__Task input__
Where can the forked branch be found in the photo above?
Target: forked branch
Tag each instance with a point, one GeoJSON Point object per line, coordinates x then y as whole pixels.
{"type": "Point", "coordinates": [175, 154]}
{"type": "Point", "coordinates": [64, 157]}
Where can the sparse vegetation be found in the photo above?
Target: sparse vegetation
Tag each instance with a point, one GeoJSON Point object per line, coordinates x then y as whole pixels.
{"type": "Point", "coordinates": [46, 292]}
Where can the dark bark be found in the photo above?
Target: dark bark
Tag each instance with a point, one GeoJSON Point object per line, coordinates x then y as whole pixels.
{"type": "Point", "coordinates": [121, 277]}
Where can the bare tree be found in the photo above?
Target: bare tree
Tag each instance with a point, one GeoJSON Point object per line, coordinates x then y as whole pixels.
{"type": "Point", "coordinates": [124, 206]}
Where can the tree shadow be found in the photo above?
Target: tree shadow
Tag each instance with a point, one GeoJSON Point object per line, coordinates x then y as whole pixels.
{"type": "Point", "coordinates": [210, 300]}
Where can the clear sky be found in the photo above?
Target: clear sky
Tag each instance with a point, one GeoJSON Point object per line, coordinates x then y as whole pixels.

__The problem__
Reproduce the material exactly, with every line intact.

__Exercise solution__
Where can the forked branch be found in the photo above?
Target: forked branch
Tag each instance with a point, one GeoJSON Point object per line, coordinates x then y as whole pixels.
{"type": "Point", "coordinates": [175, 154]}
{"type": "Point", "coordinates": [64, 157]}
Where can the sparse vegetation be found in the photo above?
Target: sparse vegetation
Tag each instance with a point, one GeoJSON Point object per line, coordinates x then y as whole pixels.
{"type": "Point", "coordinates": [46, 292]}
Where can the dark bark be found in the photo above?
Target: dark bark
Tag each instance with a point, one GeoJSON Point object per line, coordinates x then y as whole pixels.
{"type": "Point", "coordinates": [121, 277]}
Where can the bare tree be found in the photo above?
Target: bare tree
Tag each instance with a point, one GeoJSON Point object per line, coordinates x then y as whole pixels.
{"type": "Point", "coordinates": [124, 206]}
Where can the tree shadow be found in the photo above?
Target: tree shadow
Tag each instance with a point, one GeoJSON Point object per line, coordinates x then y as whole pixels.
{"type": "Point", "coordinates": [210, 300]}
Where can the clear sky be found in the photo above?
Target: clear sky
Tag each instance with a point, one GeoJSON Point object per line, coordinates x then y as whole pixels.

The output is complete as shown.